■ Instructions for the task ■
Locate each line in the records below that contains the word "door", and copy those lines.

■ ■ ■ ■ ■

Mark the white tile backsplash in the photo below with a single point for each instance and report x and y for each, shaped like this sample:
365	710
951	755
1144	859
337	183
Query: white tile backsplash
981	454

■ ■ ■ ■ ■

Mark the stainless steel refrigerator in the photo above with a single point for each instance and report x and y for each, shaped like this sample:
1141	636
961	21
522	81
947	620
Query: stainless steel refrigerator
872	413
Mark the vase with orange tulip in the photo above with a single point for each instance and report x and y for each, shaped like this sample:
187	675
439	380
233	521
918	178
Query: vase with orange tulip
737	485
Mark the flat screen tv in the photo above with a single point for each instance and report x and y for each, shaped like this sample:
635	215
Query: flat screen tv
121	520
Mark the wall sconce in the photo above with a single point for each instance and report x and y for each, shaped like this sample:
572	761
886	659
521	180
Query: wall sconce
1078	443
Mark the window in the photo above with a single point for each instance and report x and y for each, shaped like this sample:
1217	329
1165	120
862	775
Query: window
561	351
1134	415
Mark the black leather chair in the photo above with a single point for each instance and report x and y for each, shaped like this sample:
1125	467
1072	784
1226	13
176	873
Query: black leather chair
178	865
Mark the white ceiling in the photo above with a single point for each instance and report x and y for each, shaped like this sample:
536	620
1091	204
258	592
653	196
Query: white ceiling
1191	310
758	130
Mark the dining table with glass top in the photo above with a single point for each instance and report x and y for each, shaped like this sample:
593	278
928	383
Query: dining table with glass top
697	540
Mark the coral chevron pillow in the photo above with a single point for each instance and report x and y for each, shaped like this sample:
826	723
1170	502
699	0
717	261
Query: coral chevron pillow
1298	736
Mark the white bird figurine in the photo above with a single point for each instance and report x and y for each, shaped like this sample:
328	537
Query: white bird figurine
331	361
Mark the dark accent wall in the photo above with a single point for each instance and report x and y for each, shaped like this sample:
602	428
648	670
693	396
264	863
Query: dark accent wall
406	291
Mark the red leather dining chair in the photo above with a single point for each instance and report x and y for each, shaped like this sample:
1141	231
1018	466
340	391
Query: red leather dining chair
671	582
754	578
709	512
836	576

■ ■ ■ ■ ■

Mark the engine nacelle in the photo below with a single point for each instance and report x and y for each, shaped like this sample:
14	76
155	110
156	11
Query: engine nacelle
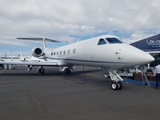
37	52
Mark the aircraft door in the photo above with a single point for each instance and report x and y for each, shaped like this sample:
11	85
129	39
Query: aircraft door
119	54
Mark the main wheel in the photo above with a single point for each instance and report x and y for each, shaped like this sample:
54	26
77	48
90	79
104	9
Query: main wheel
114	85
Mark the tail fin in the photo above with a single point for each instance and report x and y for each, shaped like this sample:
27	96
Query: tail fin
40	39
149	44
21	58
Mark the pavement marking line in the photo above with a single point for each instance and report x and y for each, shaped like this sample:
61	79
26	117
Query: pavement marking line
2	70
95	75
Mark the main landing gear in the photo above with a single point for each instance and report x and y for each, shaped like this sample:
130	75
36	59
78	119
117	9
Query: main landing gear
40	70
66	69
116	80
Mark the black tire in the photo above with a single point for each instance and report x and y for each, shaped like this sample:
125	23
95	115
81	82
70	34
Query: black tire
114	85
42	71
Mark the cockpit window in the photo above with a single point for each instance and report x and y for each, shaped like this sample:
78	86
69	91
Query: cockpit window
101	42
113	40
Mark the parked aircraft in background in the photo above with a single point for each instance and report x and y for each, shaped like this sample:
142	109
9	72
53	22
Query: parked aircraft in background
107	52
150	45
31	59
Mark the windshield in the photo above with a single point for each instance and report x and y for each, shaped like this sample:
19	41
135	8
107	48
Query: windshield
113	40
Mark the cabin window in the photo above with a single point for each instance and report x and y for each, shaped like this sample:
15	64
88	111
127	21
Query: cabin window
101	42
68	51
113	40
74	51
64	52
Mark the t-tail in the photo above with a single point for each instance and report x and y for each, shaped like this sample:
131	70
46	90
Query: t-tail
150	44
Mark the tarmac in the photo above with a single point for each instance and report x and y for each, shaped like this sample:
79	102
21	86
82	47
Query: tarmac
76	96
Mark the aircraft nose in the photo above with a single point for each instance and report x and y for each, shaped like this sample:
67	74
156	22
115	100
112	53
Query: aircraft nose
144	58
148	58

■ ■ ■ ■ ■

■ The output ■
Mark the aircraft door in the photo above with a single point for each instance and report x and y for each, shaped like this sample:
Query: aircraft door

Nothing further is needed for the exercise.